-- Start of Text --

I have been married to my DH for 1.5 years after dating for 2.5. My SS is now 8, so technically I have been a part of his life for half of his life. In the begining things with Dudebug were good and at times, great. He was always accepting and affectionate. I never overstepped my boundaries. We had lots of fun. I made some very positive changes at DH's bachelor pad. I instituted bedtime stories, made sure teeth were brushed daily and nightly, cooked good food and taught Dudebug table manners.

Then one day, I was with DH to make the drop-off. It wasn't purposefully to hurt BioMom it was just convenient since we had to go to the grocery store. When she saw I was in the car she started screaming obscenities at me, holding on to Dudebug's hand, running around to my side of the car screeching names at me that a 5 yr old should never hear. I was appalled, but I said and did nothing. I kept looking at Dudebug and the sad thing was he didn't look shocked or scared. I think he had seen BioMom make these kinds of scenes before - DH later confirmed that for me. Anyway, DH tried to shut her down but ended up calling the police who took a report of the incident. She threatened me in a hypothetical way (if I ever hurt Dudebug...etc) so technically she didn't break the law at that time. I don't know why she hates me. They were divorced when I came into the picture. I have been nothing but kind to her son.

After that incident, I changed. I couldn't help it. I have never gone through such a "Jerry Springer" type of scene before and I was stunned. I pulled away from Dudebug. I wasn't mean or rude to him, but I was afraid to touch him. Afraid to have pillow-fights, or play fort, or tickle games. DH and I argued at times when he felt like I was letting BioMom, The Weasel, dictate my relationship with Dudebug. I have rebounded a bit since then. Dudebug and I have a good relationship, but I don't think its great. I want good things for him; I want him to grow up to be a good person, but I worry that I don't FEEL the things I should feel. He cuddles me and says "I love you", and I return it, but I don't initiate affection.

I still wonder at times what my role should entail. I hope this forum helps me figure that out. I have a harder time with the boundaries now that he's older. Discipline is a problem sometimes. The Weasel trains him to be rude to me, she interrogates him when she calls, and when he comes over after a few days with her, his manners are all but gone. DH tells me I may not be his BioMom (he hates it when I bring that up) but I am the "mother of the house" and I am free to discipline him as needed.

-- End of Text --

→ **Aim of the task**:
Answer these questions from the stepparenting text:
1. How long has the writer been married to DH?
2. Whom did DH end up calling during the drop-off incident?
3. What does DH say the writer is in the house?

-- Start of Recorded data --

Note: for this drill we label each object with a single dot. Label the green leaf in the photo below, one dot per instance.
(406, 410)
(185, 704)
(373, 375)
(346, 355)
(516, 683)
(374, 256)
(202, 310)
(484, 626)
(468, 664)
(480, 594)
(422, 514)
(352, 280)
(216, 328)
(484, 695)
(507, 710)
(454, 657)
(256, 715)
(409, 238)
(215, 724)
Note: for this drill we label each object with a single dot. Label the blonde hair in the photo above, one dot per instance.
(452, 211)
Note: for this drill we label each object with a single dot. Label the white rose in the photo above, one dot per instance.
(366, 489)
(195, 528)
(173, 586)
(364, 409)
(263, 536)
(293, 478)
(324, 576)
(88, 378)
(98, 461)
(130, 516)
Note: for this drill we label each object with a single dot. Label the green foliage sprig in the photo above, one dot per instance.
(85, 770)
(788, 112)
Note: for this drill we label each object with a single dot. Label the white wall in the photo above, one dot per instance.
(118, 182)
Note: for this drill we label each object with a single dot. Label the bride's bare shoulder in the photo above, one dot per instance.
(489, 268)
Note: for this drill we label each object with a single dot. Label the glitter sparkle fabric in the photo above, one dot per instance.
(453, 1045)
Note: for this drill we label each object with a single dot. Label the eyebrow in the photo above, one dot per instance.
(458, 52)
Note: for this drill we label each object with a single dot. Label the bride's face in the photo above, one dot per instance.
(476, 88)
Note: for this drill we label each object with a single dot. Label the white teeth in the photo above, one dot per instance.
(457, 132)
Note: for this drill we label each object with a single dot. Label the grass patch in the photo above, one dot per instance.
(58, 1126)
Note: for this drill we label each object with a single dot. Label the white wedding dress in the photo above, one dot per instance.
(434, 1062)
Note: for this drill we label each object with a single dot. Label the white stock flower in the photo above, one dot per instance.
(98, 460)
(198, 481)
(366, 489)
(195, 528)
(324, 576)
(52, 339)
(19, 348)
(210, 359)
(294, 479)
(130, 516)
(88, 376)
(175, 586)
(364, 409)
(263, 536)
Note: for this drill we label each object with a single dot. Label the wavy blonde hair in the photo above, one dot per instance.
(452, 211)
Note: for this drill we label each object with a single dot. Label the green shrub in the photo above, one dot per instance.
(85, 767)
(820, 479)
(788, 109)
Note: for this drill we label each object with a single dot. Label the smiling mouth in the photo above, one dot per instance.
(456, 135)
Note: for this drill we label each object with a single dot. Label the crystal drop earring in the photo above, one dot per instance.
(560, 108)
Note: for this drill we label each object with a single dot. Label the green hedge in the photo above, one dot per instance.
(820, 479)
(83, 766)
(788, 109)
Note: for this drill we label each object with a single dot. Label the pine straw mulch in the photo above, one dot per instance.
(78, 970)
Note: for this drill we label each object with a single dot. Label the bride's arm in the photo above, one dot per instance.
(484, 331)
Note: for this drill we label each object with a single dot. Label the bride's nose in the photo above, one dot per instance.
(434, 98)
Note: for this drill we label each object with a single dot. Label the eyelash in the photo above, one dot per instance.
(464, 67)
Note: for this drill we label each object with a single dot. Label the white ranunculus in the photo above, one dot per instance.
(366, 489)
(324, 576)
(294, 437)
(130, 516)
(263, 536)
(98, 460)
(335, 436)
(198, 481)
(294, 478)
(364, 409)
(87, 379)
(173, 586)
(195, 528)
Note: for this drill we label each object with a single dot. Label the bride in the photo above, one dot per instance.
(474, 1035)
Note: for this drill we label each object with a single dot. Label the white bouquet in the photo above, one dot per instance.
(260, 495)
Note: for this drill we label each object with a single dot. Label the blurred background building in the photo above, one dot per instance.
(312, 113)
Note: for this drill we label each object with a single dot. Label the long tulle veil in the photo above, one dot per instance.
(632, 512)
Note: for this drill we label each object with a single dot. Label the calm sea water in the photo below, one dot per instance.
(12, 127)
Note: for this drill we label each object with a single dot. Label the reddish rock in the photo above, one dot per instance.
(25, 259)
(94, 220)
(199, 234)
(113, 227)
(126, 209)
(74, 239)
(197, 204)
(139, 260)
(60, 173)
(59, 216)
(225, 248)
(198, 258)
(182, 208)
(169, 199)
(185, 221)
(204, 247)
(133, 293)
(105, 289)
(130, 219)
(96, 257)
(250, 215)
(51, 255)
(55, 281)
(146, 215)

-- End of Recorded data --

→ **Written solution**:
1. A year and a half (1.5 years).
2. The police.
3. The "mother of the house."